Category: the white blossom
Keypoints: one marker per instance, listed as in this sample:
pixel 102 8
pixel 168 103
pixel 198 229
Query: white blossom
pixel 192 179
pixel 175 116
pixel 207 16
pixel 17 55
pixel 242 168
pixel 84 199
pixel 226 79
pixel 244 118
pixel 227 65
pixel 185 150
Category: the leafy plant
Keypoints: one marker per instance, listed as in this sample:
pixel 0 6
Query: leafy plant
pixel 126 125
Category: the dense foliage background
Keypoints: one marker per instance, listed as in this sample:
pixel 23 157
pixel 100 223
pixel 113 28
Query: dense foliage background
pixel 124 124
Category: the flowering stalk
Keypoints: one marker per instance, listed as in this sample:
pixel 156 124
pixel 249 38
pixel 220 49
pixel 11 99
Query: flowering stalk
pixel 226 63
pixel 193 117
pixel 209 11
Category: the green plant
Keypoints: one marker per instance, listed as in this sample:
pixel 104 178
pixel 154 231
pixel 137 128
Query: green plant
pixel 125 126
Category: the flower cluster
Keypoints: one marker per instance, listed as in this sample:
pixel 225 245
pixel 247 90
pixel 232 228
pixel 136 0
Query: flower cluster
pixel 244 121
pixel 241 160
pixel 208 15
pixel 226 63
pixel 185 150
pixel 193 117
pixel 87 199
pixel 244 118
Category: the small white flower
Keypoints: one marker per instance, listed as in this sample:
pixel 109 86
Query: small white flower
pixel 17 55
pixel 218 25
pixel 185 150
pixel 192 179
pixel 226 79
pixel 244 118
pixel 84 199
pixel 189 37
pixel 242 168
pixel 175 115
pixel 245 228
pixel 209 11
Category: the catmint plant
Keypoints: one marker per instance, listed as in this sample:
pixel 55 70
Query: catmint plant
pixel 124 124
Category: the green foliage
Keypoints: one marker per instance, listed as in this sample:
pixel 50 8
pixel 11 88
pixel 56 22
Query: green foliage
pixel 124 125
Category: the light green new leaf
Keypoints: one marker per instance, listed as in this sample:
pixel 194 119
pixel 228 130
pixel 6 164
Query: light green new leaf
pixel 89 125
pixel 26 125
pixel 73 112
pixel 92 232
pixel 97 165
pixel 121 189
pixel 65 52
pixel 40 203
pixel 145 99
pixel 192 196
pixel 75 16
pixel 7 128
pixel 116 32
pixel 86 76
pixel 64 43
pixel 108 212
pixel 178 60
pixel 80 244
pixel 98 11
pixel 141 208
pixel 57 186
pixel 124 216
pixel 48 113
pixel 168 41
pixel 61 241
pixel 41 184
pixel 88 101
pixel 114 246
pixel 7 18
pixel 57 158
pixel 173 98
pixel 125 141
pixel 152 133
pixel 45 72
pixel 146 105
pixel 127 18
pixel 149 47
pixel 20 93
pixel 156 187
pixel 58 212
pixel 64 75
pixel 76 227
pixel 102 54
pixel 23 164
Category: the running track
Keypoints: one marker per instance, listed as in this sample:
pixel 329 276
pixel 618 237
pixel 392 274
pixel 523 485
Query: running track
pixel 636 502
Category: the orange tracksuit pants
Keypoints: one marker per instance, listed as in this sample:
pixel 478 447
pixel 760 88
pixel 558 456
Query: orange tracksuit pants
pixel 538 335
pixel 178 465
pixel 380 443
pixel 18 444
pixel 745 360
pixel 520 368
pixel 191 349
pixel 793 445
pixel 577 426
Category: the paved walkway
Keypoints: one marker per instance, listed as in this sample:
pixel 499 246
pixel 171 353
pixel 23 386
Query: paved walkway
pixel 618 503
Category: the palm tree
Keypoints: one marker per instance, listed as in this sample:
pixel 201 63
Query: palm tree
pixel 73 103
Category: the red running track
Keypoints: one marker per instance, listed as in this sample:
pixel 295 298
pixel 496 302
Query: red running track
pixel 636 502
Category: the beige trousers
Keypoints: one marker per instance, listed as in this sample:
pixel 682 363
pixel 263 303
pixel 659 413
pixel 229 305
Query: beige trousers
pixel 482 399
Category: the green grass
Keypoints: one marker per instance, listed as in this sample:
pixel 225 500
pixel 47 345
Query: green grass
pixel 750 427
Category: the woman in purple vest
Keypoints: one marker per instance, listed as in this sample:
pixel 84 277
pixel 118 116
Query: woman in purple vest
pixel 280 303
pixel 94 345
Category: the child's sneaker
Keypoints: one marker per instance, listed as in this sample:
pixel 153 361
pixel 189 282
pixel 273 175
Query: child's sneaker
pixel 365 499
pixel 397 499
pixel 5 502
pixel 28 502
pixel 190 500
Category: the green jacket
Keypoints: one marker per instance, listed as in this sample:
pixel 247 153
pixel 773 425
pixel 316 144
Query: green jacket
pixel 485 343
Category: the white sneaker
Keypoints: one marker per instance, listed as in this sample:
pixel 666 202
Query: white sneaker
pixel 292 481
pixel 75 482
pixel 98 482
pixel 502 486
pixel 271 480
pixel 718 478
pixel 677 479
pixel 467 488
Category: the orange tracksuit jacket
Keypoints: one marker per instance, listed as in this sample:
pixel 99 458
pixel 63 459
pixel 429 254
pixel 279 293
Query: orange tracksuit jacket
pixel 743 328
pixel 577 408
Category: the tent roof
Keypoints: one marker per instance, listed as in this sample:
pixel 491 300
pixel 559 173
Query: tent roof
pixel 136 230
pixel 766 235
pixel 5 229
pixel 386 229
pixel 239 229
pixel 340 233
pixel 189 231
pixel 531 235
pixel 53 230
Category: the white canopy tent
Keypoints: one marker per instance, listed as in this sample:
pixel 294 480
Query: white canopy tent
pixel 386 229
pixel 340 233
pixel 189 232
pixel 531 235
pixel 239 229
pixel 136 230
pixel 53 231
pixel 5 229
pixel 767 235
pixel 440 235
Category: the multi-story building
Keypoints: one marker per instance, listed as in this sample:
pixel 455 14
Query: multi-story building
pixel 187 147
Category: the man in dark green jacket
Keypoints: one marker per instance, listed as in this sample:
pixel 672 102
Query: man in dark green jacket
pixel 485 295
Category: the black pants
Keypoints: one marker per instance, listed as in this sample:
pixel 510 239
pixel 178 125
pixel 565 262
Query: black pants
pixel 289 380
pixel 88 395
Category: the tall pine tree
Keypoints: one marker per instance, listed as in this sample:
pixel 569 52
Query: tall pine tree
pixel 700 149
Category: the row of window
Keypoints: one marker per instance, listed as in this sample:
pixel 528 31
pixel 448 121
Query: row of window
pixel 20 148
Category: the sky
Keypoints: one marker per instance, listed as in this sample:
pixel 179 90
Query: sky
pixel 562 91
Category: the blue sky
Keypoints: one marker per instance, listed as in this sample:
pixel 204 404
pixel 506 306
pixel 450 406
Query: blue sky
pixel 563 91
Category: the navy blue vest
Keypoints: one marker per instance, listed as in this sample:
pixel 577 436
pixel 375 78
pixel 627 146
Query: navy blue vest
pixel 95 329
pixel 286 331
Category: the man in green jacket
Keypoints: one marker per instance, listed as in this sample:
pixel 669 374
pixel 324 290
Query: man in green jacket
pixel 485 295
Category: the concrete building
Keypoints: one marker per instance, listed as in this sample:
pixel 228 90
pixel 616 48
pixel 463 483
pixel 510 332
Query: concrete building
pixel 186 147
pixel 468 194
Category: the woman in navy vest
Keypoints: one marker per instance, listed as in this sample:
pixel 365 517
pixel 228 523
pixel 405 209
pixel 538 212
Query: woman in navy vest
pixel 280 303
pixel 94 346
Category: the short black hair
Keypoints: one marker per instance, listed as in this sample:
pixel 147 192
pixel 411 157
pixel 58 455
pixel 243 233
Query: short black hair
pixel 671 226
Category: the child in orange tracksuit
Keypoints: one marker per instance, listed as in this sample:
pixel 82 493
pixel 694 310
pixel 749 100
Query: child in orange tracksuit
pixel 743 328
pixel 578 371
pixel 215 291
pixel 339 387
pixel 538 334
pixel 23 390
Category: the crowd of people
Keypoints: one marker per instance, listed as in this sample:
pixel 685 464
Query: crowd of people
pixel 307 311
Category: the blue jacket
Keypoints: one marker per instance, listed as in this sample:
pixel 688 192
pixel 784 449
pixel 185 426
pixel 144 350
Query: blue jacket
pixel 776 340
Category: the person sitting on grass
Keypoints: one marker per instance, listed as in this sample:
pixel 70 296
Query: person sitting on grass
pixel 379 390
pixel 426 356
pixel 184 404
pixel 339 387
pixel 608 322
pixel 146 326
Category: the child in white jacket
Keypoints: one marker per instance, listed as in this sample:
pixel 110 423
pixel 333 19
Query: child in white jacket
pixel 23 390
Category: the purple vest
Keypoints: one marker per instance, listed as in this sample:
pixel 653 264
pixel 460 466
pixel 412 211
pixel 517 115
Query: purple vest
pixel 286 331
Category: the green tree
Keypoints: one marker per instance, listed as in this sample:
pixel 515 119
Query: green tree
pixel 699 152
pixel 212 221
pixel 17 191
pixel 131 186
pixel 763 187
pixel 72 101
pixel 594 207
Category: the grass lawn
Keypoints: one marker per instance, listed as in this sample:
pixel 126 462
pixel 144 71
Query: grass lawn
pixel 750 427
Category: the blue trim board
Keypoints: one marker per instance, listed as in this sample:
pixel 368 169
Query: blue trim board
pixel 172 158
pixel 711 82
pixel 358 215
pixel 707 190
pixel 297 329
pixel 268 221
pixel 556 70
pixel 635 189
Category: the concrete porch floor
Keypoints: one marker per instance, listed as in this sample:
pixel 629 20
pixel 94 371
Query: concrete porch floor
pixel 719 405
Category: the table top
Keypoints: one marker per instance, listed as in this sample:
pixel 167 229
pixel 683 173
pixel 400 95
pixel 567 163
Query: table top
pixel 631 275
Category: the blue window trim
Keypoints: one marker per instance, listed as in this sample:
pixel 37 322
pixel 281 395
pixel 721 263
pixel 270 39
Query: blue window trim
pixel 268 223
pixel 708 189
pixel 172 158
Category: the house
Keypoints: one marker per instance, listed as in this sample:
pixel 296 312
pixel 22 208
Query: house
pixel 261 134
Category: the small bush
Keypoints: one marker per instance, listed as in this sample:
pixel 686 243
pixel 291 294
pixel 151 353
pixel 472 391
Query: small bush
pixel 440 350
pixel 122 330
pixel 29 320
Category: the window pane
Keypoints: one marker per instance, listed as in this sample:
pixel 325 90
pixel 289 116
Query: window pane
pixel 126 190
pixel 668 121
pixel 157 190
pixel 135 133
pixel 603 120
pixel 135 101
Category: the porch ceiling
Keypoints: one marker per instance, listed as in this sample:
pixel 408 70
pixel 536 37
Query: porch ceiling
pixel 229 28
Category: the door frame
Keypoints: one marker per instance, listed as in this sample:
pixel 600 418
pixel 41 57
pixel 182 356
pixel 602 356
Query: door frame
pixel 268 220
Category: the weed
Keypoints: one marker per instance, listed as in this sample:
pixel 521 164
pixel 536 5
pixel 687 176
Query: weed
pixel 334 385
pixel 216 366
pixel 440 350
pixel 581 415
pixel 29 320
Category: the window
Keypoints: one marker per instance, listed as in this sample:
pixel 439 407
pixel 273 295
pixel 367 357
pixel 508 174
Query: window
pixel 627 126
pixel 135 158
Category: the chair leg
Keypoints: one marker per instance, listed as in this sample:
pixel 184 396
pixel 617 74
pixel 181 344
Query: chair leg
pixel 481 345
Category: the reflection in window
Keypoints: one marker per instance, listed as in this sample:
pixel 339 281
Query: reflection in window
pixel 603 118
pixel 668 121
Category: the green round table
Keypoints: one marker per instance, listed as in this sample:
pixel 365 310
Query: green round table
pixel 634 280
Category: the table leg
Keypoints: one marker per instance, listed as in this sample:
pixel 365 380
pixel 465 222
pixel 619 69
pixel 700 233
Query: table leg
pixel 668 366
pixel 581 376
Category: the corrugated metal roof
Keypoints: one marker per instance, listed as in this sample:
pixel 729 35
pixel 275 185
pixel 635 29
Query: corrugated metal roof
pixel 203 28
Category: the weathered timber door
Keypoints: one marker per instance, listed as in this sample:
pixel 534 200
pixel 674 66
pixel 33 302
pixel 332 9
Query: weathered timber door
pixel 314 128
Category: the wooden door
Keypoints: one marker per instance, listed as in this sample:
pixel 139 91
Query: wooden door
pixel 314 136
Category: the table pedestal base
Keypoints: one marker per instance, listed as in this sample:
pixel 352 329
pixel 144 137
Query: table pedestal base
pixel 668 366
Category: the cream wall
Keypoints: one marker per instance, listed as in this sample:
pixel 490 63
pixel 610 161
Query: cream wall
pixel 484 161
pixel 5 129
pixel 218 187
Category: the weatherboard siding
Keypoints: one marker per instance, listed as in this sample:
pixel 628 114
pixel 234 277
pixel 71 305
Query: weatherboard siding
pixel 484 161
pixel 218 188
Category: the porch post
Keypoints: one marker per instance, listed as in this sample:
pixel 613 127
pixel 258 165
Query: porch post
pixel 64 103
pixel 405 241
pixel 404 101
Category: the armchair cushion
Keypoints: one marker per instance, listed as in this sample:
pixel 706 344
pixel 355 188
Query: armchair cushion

**EXERCISE INSTRUCTIONS**
In the entries above, restate word for word the lines between the one holding "Category: the flowering stalk" and the one holding "pixel 109 86", inclusive, and nothing besides.

**OUTPUT**
Category: the flowering stalk
Keypoints: one marker per instance, listed as in this sample:
pixel 156 124
pixel 249 38
pixel 220 49
pixel 11 99
Query: flowering stalk
pixel 226 63
pixel 193 117
pixel 209 11
Category: the green plant
Keypoints: one marker per instance, listed as in this sample:
pixel 104 178
pixel 154 231
pixel 137 128
Query: green plant
pixel 125 126
Category: the flower cluster
Keypoints: one marker per instance, listed as in this sample:
pixel 225 245
pixel 247 90
pixel 232 228
pixel 136 0
Query: flower cluster
pixel 244 121
pixel 241 160
pixel 208 15
pixel 226 63
pixel 185 150
pixel 193 117
pixel 87 199
pixel 244 118
Category: the small white flower
Keypoints: one marker per instance, listed as in this sample:
pixel 109 86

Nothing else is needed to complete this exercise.